▼▼▼

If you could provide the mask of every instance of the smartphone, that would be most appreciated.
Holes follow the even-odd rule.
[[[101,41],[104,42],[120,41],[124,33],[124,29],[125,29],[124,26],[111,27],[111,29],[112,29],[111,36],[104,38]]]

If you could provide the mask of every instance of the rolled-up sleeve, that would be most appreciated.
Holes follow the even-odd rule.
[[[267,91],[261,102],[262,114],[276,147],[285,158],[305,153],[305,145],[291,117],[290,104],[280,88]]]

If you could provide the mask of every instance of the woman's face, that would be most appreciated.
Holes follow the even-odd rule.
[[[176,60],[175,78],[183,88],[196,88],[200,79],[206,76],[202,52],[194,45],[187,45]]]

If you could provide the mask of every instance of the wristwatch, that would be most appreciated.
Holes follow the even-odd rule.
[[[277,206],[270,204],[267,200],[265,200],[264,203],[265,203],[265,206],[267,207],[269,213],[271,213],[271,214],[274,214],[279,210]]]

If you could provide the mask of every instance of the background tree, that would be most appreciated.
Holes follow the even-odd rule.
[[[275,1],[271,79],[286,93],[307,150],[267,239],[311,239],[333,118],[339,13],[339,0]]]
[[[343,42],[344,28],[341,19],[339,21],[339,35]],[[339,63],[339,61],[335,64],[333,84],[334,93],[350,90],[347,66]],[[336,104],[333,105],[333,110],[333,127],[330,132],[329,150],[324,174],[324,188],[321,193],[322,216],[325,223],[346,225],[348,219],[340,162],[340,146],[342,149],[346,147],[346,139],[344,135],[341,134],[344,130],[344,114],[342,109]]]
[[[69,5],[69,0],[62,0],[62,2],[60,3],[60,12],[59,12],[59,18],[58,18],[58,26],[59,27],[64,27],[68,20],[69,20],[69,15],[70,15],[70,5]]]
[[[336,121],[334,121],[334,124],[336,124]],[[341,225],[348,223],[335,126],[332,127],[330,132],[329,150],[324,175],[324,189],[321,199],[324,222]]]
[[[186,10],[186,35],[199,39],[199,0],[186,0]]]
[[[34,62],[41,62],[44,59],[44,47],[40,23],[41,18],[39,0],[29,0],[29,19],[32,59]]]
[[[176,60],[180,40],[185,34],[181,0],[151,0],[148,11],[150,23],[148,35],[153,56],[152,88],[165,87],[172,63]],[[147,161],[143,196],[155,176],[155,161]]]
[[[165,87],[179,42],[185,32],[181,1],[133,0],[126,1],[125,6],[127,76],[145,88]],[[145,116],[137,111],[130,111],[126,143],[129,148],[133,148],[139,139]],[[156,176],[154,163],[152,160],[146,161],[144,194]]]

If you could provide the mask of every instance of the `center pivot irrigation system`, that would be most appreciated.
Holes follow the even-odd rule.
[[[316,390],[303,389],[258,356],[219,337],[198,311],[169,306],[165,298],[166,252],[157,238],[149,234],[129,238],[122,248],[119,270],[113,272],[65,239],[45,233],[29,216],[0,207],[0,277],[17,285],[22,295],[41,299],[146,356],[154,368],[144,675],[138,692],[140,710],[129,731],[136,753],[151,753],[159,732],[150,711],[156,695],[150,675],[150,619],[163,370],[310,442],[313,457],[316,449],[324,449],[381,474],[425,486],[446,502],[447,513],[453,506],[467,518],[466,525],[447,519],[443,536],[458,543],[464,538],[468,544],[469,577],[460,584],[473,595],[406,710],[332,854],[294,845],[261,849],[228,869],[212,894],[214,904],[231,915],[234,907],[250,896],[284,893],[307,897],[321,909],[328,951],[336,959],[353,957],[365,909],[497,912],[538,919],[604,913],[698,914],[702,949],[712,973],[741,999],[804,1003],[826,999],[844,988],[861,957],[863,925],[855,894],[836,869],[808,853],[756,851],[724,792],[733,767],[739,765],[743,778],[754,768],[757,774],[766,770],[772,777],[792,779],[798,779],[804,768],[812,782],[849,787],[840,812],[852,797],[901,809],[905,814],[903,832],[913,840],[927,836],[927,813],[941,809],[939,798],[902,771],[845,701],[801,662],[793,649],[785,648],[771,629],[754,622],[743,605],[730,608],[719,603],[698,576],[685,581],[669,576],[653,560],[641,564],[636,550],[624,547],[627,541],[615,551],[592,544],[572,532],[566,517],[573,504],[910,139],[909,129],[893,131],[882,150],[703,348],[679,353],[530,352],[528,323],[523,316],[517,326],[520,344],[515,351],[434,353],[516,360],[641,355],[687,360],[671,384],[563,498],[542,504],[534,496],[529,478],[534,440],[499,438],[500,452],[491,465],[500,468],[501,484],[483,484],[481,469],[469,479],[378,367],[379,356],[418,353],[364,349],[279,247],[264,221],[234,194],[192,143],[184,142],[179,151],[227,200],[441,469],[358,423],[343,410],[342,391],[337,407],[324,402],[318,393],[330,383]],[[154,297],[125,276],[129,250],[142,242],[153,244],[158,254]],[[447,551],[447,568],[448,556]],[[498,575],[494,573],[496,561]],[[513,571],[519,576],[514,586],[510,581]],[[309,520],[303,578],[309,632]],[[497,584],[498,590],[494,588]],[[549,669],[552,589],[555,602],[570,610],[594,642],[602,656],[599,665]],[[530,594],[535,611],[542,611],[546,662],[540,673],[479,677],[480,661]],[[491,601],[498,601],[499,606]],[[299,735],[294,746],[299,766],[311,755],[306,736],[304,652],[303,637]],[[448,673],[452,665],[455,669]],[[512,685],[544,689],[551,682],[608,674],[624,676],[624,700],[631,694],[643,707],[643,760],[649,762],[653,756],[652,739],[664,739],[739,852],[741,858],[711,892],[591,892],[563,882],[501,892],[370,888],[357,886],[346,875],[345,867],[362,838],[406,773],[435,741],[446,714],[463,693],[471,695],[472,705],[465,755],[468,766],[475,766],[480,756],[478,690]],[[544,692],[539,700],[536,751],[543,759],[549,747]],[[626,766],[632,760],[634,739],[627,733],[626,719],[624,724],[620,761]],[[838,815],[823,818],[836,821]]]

▲▲▲

Looking at the material above, say how many of its lines hold the word "most", giving only the number.

SOLUTION TO THE PROBLEM — 6